Saved entries
━━━━━━━━━━━━━━━━━━━━

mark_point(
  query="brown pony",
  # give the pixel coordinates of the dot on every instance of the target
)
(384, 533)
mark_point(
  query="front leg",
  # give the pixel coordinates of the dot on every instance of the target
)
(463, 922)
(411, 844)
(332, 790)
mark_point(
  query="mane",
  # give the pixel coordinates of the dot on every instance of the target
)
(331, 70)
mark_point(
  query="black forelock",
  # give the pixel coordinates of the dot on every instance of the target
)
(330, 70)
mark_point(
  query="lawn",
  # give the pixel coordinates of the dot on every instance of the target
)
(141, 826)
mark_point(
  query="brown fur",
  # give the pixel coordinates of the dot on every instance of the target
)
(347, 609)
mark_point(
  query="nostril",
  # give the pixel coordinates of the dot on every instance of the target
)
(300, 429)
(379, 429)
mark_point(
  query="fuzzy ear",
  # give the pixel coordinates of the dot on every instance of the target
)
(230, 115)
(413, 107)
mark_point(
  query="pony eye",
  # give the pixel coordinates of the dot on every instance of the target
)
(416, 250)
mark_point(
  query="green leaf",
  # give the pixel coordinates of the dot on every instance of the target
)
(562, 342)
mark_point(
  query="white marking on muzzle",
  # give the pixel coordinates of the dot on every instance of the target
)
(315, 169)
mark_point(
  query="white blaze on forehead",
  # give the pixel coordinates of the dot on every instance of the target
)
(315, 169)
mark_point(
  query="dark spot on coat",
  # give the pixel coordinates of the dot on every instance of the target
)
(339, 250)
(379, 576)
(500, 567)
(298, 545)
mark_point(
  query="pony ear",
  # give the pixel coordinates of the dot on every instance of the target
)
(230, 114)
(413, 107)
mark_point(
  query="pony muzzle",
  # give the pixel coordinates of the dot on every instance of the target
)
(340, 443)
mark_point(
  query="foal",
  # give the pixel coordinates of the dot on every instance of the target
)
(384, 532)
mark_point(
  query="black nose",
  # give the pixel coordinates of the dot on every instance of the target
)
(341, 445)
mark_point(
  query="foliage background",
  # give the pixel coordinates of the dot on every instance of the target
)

━━━━━━━━━━━━━━━━━━━━

Assigned task:
Every line above with the string "muzzle" in it needs to be copied.

Response:
  query="white marking on muzzle",
  query="pony muzzle",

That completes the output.